Exercise aim: Please count the lines in the records below that contain the string "Could", matching case exactly, and reply with only that number.

Given data:
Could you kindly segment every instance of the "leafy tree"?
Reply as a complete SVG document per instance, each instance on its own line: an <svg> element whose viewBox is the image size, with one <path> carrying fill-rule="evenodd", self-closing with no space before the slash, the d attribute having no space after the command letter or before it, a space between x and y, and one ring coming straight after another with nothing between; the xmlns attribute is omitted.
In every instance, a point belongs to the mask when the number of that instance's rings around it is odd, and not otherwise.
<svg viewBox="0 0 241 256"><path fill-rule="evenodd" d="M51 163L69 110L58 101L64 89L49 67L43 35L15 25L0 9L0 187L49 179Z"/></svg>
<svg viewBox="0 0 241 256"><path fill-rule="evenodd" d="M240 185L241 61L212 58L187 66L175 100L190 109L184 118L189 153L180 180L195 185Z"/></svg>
* * *
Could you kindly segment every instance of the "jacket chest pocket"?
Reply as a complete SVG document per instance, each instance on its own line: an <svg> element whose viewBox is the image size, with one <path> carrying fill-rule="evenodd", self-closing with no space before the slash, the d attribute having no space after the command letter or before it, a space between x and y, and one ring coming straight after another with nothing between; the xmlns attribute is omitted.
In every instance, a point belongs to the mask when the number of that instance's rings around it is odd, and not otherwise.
---
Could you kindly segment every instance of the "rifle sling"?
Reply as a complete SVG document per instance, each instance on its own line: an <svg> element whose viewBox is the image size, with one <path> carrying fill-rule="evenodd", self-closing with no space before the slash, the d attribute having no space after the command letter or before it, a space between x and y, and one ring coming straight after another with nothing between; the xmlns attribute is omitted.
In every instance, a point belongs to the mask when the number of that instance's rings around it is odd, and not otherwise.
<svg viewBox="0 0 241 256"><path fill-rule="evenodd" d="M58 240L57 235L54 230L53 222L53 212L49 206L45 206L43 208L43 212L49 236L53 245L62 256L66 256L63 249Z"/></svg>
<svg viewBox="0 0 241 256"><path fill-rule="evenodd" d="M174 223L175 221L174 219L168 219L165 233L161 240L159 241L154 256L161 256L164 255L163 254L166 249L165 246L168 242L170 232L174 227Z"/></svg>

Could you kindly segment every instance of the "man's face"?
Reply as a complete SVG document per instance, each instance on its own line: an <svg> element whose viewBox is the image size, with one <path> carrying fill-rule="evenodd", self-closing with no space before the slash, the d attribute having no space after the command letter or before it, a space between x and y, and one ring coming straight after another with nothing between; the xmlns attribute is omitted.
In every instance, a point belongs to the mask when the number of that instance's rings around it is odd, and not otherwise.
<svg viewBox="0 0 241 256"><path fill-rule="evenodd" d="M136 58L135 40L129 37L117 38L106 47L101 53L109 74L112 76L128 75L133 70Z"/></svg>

Finished exercise: 4